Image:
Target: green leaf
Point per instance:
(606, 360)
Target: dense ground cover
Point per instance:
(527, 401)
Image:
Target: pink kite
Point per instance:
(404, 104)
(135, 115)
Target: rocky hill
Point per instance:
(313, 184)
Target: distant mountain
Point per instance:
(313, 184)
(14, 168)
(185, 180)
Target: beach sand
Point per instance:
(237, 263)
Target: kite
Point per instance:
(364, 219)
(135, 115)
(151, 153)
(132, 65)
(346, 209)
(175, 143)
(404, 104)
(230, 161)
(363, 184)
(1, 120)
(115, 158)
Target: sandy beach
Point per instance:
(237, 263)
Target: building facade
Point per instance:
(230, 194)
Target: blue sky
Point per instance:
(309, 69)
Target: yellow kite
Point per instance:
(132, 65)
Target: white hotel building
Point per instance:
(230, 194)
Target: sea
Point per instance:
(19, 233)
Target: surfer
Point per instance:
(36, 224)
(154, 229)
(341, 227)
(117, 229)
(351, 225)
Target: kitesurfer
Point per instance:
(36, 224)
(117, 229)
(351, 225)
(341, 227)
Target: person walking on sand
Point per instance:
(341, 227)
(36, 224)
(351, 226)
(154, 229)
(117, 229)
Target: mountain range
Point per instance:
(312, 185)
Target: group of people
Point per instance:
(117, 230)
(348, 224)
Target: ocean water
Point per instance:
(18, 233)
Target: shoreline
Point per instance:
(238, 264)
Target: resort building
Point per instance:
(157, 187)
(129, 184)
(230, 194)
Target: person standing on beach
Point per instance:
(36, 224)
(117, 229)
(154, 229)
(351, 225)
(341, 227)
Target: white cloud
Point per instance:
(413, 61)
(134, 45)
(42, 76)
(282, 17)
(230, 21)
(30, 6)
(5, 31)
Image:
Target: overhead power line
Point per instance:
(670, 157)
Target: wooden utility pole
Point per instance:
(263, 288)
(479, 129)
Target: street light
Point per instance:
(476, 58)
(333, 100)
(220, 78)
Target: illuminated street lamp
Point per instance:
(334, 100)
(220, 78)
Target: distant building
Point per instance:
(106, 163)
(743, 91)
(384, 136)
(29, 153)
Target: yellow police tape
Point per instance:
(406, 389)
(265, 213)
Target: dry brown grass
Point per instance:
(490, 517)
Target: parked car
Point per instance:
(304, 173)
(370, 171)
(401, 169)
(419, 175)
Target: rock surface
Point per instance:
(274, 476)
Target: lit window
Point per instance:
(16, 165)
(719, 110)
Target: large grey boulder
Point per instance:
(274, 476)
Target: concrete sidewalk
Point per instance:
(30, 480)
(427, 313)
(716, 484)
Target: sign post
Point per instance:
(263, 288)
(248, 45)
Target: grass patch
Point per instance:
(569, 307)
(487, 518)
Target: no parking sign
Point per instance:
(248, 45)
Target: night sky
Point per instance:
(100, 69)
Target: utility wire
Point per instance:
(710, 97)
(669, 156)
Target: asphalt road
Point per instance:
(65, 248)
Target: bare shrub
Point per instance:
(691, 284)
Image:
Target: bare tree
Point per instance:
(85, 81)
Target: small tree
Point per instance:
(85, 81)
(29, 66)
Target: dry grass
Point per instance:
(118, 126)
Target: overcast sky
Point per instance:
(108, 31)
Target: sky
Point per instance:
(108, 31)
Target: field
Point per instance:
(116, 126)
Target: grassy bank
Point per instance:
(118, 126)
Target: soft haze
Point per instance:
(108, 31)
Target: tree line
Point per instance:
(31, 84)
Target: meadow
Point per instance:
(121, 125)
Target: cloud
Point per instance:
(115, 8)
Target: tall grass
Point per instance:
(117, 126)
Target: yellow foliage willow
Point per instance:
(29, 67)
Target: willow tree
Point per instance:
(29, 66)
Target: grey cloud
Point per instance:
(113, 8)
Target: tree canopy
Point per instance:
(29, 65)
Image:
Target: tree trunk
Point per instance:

**WHAT YOU ARE ASKED TO DO:**
Exactly as they stand above, write out all the entries again.

**RESPONSE TO THE EXERCISE:**
Image:
Target: green leaf
Point per instance:
(606, 360)
Target: dense ground cover
Point per instance:
(527, 401)
Image:
Target: pink kite
Point per instance:
(404, 104)
(135, 115)
Target: rocky hill
Point per instance:
(313, 184)
Target: distant mountain
Point per instance:
(313, 184)
(14, 168)
(185, 180)
Target: beach sand
Point per instance:
(237, 263)
Target: kite
Point per instance:
(364, 219)
(135, 115)
(151, 153)
(132, 65)
(346, 209)
(175, 143)
(404, 104)
(230, 161)
(363, 184)
(1, 120)
(115, 158)
Target: sandy beach
Point per instance:
(237, 263)
Target: building facade
Point per instance:
(230, 194)
Target: blue sky
Point per instance:
(309, 69)
Target: yellow kite
Point per instance:
(132, 65)
Target: white hotel building
Point per instance:
(230, 194)
Target: sea
Point per instance:
(19, 233)
Target: surfer
Point per instance:
(36, 224)
(154, 229)
(341, 227)
(117, 229)
(351, 225)
Target: kitesurfer
Point per instance:
(36, 224)
(117, 229)
(351, 225)
(341, 227)
Target: person walking on sand
Point per instance:
(341, 227)
(36, 224)
(351, 226)
(154, 229)
(117, 229)
Target: mountain range
Point per instance:
(312, 185)
Target: group of people
Point per instance:
(117, 230)
(348, 224)
Target: ocean water
Point per instance:
(18, 233)
Target: shoreline
Point per instance:
(238, 264)
Target: resort building
Point per instance:
(157, 187)
(129, 184)
(230, 194)
Target: person standing on beach
Point per instance:
(36, 224)
(117, 229)
(154, 229)
(351, 225)
(341, 227)
Target: white cloud
Point per instance:
(413, 61)
(134, 45)
(42, 76)
(282, 17)
(230, 21)
(30, 6)
(5, 31)
Image:
Target: overhead power line
Point per instance:
(670, 157)
Target: wooden utility pole
Point per instance:
(263, 288)
(479, 129)
Target: street light
Point per instance:
(476, 58)
(333, 100)
(220, 78)
Target: illuminated street lamp
Point per instance:
(334, 100)
(220, 78)
Target: distant building
Point per instance:
(106, 163)
(743, 91)
(384, 136)
(29, 153)
Target: yellow police tape
Point per instance:
(406, 389)
(265, 213)
Target: dry brown grass
Point per instance:
(490, 517)
Target: parked car
Point per instance:
(304, 173)
(370, 171)
(401, 169)
(419, 175)
Target: rock surface
Point per instance:
(274, 476)
Target: lit window
Point per instance:
(16, 165)
(719, 110)
Target: large grey boulder
Point per instance:
(274, 476)
Target: concrete sidewalk
Point per instance:
(30, 480)
(427, 313)
(716, 484)
Target: sign post
Point per instance:
(263, 288)
(248, 45)
Target: grass patch
Point per instance:
(569, 307)
(487, 518)
Target: no parking sign
Point per instance:
(248, 45)
Target: night sky
Point per instance:
(100, 69)
Target: utility wire
Point per instance:
(710, 97)
(669, 156)
Target: asphalt road
Point per instance:
(65, 248)
Target: bare shrub
Point per instance:
(691, 284)
Image:
Target: bare tree
Point per instance:
(85, 81)
Target: small tree
Point per instance:
(85, 81)
(29, 66)
Target: dry grass
Point per instance:
(118, 126)
Target: overcast sky
Point per instance:
(108, 31)
Target: sky
Point per instance:
(108, 31)
Target: field
Point per instance:
(116, 126)
Target: grassy bank
Point per instance:
(118, 126)
Target: soft haze
Point per instance:
(108, 31)
Target: tree line
Point per instance:
(31, 84)
Target: meadow
Point per instance:
(121, 125)
Target: cloud
Point per instance:
(115, 8)
Target: tall grass
Point per instance:
(117, 126)
Target: yellow foliage willow
Point per instance:
(29, 67)
Target: willow tree
Point per instance:
(29, 66)
Target: grey cloud
Point per instance:
(113, 8)
Target: tree canopy
Point per instance:
(29, 65)
Image:
Target: tree trunk
Point per instance:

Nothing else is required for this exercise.